TASK GOAL.
Pictures do not belong in your copy. Repeat all the other data exactly.

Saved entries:
§
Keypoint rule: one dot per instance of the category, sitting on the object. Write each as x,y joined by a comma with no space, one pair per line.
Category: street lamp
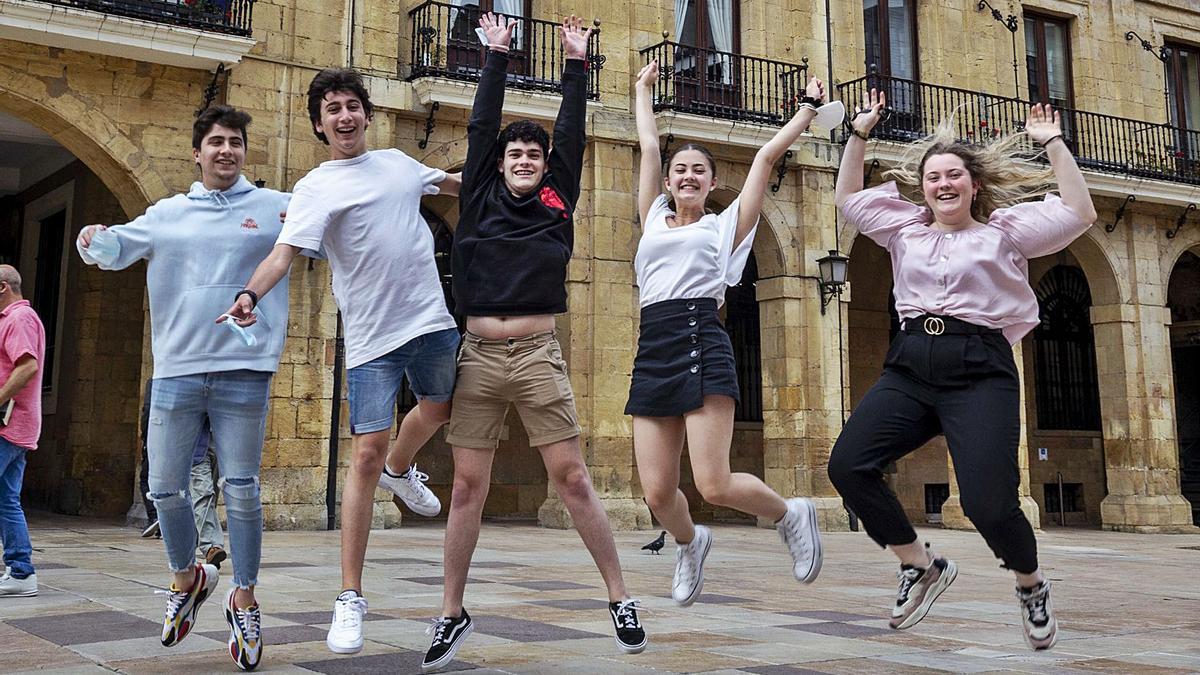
832,269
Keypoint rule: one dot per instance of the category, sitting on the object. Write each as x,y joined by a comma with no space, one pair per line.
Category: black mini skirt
683,354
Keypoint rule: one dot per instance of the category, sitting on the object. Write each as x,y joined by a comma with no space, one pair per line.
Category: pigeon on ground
657,544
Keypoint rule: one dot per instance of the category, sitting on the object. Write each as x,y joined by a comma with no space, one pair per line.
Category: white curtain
513,9
720,22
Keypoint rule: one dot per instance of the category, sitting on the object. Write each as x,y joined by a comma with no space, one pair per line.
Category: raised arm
485,114
1044,129
755,187
850,173
265,276
649,183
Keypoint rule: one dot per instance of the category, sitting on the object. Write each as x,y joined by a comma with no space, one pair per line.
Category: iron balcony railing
445,45
725,85
1103,143
216,16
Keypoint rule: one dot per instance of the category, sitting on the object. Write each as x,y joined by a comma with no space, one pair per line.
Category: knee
243,495
468,493
715,490
574,485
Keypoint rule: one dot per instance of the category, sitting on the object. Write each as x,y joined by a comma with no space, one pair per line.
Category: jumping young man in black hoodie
511,246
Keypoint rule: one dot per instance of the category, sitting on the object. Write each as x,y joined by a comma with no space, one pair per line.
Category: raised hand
815,89
648,76
1042,124
869,113
87,233
498,34
574,37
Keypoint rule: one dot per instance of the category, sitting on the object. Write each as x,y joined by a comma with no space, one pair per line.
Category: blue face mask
246,336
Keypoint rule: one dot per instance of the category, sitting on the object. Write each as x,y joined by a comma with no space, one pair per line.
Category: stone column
1138,420
802,392
952,511
599,339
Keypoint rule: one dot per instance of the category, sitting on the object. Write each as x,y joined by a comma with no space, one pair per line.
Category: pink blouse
979,274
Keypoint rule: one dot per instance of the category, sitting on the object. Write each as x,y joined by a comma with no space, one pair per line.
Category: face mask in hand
246,336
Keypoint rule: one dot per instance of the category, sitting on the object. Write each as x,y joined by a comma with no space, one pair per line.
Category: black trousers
965,387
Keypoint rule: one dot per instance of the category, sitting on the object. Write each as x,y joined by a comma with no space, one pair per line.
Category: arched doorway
94,321
1067,475
1183,302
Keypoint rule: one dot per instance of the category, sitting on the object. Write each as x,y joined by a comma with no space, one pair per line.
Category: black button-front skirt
683,354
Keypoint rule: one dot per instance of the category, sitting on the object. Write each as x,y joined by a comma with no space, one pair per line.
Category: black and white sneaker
630,635
449,633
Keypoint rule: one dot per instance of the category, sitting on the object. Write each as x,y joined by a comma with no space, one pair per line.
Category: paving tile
522,631
839,629
88,627
549,585
394,662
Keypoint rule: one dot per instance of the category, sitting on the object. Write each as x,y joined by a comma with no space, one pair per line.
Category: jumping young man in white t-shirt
363,208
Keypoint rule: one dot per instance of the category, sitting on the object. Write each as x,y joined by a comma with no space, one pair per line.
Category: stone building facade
1110,377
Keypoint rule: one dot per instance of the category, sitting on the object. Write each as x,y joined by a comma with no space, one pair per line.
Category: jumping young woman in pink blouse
960,267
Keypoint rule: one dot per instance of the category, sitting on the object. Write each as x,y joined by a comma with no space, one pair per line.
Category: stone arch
121,165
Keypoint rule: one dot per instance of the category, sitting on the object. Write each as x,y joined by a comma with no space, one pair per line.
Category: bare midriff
501,327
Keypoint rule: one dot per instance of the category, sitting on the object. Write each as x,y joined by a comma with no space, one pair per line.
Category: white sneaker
409,487
346,629
798,530
689,578
13,587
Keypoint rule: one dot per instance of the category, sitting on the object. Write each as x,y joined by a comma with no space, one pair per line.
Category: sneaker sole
700,585
343,649
943,583
454,650
631,649
816,545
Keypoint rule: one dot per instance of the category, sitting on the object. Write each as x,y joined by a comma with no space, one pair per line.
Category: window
935,497
1048,64
891,29
1183,99
742,323
1068,395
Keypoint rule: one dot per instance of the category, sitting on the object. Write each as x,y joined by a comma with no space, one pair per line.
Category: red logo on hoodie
552,199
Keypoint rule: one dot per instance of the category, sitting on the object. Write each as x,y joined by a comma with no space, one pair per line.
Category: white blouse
691,261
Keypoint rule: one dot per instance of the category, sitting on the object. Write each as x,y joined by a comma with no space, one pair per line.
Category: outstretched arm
755,187
485,114
1044,129
570,133
651,173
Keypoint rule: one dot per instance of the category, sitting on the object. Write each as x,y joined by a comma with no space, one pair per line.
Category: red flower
551,198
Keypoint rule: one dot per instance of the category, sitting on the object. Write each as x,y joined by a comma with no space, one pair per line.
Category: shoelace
1036,605
438,628
250,622
627,616
909,579
348,614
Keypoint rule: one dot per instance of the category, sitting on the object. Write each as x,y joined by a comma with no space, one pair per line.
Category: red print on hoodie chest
552,199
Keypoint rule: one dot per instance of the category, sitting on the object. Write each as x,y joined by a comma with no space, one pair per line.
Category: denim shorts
429,360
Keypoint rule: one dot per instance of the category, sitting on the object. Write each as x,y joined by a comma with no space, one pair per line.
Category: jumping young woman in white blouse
684,383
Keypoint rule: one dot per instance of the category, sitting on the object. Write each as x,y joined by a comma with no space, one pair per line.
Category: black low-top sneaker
449,633
630,635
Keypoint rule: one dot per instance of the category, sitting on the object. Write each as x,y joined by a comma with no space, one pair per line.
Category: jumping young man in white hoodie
198,249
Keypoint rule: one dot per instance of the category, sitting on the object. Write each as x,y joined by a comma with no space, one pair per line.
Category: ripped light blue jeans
235,402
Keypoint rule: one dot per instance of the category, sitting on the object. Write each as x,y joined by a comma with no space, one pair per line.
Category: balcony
445,46
1101,143
198,34
725,85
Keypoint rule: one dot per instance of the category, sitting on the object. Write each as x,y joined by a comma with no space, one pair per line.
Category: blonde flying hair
1002,167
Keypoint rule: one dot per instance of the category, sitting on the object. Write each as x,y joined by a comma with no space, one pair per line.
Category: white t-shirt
693,261
365,214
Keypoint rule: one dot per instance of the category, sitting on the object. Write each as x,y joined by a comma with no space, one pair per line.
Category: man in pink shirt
22,350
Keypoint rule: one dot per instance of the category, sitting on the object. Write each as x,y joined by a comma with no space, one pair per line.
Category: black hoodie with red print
510,254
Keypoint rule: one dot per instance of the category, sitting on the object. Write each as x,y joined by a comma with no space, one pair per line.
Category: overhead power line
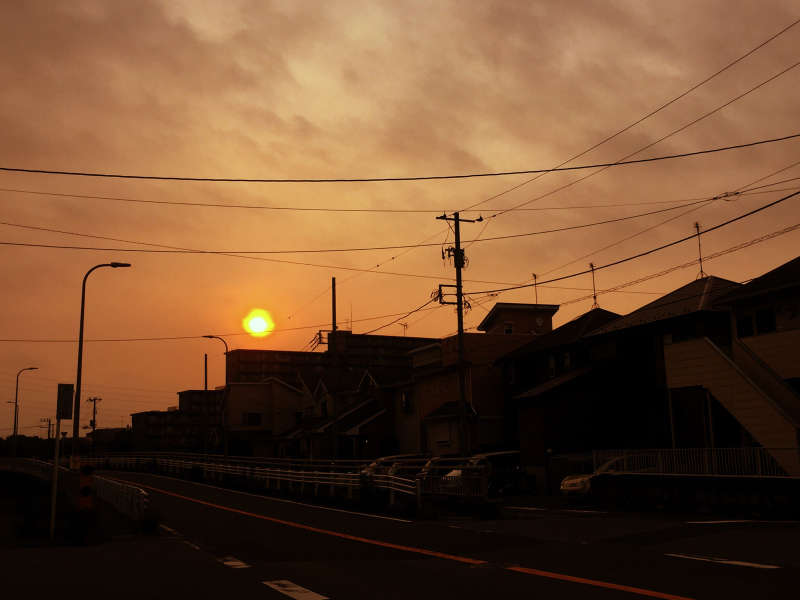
§
SOLUTION.
Keypoint rule: one dot per instance of the category, sitting on the object. Write each as x,y joined by a comma with no space, one pair per line.
Category: street lamp
832,269
Keypoint rule: one dot per instance of the category, sitting on the object. Write each as x,y joined by a comma with no space, one pair per line.
Category: black mini skirt
683,354
Keypoint rule: one dot per instance of the category, sitting on the object. Write each as x,y joined by a comma with no space, one pair per line.
Category: pigeon on ground
657,544
Keypoint rule: one dot per instance of the category, sitting on the object. Write each as x,y joined by a comma with no space, one pair per line.
Category: white curtain
513,9
720,22
Keypoint rule: one dot per instance of the category, sitting on the object. Write each as x,y joined by a comma with no space, one pair per line.
Category: raised arm
485,114
1044,129
755,187
850,173
265,276
649,183
Keypoint rule: one dot per instance of the category, sitting on the object. Write each as x,y joined by a comma with no space, one pair per line.
Category: iron balcony railing
445,45
725,85
1103,143
216,16
Keypoint rule: one dot per instance of the category, sitting on the object. Write each as x,y joined by a comma with no space, one pair per line.
Category: knee
243,495
468,493
715,490
574,485
Keypoint rule: one dot per instance of the category, sitting on the object. Write each as x,y joined by a comma with no space, one pair per line.
Category: jumping young man in black hoodie
511,246
Keypoint rule: one dot per instance of the category, sitting on the object. Write each as x,y joined by a comma with no space, one pair per line.
Category: raised hand
815,89
648,76
1042,124
869,113
87,233
498,34
574,37
Keypoint rule: one dot per instance of the category, sitting on the object. Write each as x,y joined by a comma with no space, one pair per line.
Category: blue face mask
246,336
Keypoint rule: one dot per instance of the category, sitting on the object. Write each as x,y joined by a comma with no space, one pair per line.
Category: stone column
1138,420
802,392
952,511
599,339
Keypoint rule: one dot per instance of the category, sitting on the object. Write each as x,y joined by a comma with no space, one pair per line.
Category: pink blouse
979,274
Keypoint rule: one dot per instance of the category, sitting on the object. Write each as x,y joined by a comma with no space, one pair per line.
Category: face mask in hand
246,336
Keypoint rule: one dot per instance of the category, sitting on the object. Write each as x,y joined by a comma with no space, one pair per line.
Category: black trousers
965,387
Keypoint rule: one dot per instance of the category, sitting on the object. Write each as x,y joined by a comma with no space, one pair per line.
Category: arched doorway
94,321
1067,475
1183,302
Keypoint rule: one dot per instance of the category, sitting on the object. Write each as x,y joined by a comma with no space, one pair per line.
Category: black button-front skirt
683,354
Keypoint rule: one dot per instance of the category, sitting on the object. Write each as x,y joined by a comma with no space, one pair per line.
Category: black and white sneaker
630,635
449,633
Keypoint rule: one dot per instance of the category, sitting on the object. Write each as x,y joined by a comma with no space, one pair per line.
Category: paving tile
522,631
839,629
88,627
549,585
394,662
Keypoint rule: one dot per instance of the category, sitting on the object. Write each as x,y joined by a comma with no space, one pair per line.
Category: jumping young man in white t-shirt
363,208
Keypoint rule: one dot per instance of the category, sitting on the object. Write each as x,y joined by a comma with no space, one pair per line.
Category: stone building facade
1110,377
Keypoint rule: one dot per instance of the category, sitting on the object. Write each as x,y joined by a comma with no space, one pair per line.
Category: jumping young woman in pink blouse
960,267
Keypoint rule: one dot per instance of the category, sitting on the object. Write each as x,y joined by a comma with no space, one pair per line.
Category: stone arch
121,165
Keypoint rule: one dot per instance of the category, sitting on the object. Write each as x,y joined by a comma with no space, one pair per line.
Category: bare midriff
501,327
Keypoint rule: one dot per instance of the category, sitting on the object. Write each as x,y joined by a comma with no space, one pair per line.
Category: white sneaker
409,487
346,629
798,530
689,578
13,587
Keypoint rule: one dot per instance of the category, sitting on the object. Write each as x,y joined by a comma with no space, one pair per line.
Category: sneaker sole
700,585
343,649
943,583
454,650
631,649
816,545
Keypoint rule: one dot per instance of the category, sitting on the object. Write each as x,y joined by a comma with no space, one pair per line.
Category: window
935,497
1048,64
891,29
1183,99
742,323
1068,395
Keypoint rule: one dot per instance of the category, sitting on the object. Write each as x,y joined by a comma with no space, one pair per line.
Category: red logo on hoodie
552,199
Keypoint rule: one dot per instance of the category, sitting on the object. Write each as x,y joined by a comma with no space, one pair per line.
Category: white blouse
691,261
Keypoint rule: one dot per instance of the category, sitting on the object. Write each as x,y joined by a comma with no space, one pair per line.
Category: outstretched arm
755,187
485,114
1044,129
570,133
651,173
Keypoint rule: one dot per instance of the category, sitting on the object. Write each as x,y joined by a comma with no space, one pair per line.
Category: red flower
551,198
Keypoint rule: one dot per instance of the category, sitting on the object. Write each as x,y joined by a comma with no space, one pair per line.
Category: shoelace
1036,605
438,628
250,622
627,616
909,579
348,614
Keypoint rule: one dot per instance of the category, sitting on the object. Write each as x,y joined by a comma with no space, one pair per line.
Category: red print on hoodie chest
552,199
Keypoint rule: one dot per instance of the category, sitting on the object. Write each as x,y joined by a comma with no space, one pair per line.
Category: denim shorts
429,360
Keypoint rule: one dot per instance of the category, sitting on the object. Write each as x,y joined by a comma with no space, one pair per line.
Category: jumping young woman in white blouse
684,383
Keypoint rule: one dot per instance of the category, sitting on the object. Write each as x,y joined by a comma with no space, one pair per line.
Category: black low-top sneaker
449,633
630,635
Keypoint rule: one dot per instance of the category, sitting on the object. Write each as x,y joined by a comma with no space, one pair per line.
Category: jumping young man in white hoodie
198,249
Keypoint rule: one dot per instance of the category, sitting on the object. Write each as x,y joined by a comma with no space, one pair per line.
Category: ripped light blue jeans
235,402
Keypoint rule: one dot per instance of the category, sitting on the object. Write each as x,y joined by a comma with no space, one pair per line.
Category: balcony
445,46
1101,143
198,34
725,85
Keypoint rule: one dot per instance of the category, sitting on the object. Write each as x,y joined by a comma with no space, one pair per line.
Category: blonde flying hair
1002,167
Keypoint rule: one dot per instance of the category, sitting on the object. Write each as x,y joined by a comma with no space, one pair per line.
Category: white t-shirt
693,261
365,214
Keypoint rule: one dot per instance of the category, sitting on the object. Write each as x,y joined by a comma with no space, one pair per line.
Category: man in pink shirt
22,350
Keypoint rule: one dot per instance of the category, sitting on the object. Write each as x,y joined by a comma with no space, one pair per line.
Category: black hoodie with red print
510,254
Keypoint rule: one dot per instance of the category, sitting on the object. Write each as x,y joined by a comma with no space, one pair per line.
Category: overhead power line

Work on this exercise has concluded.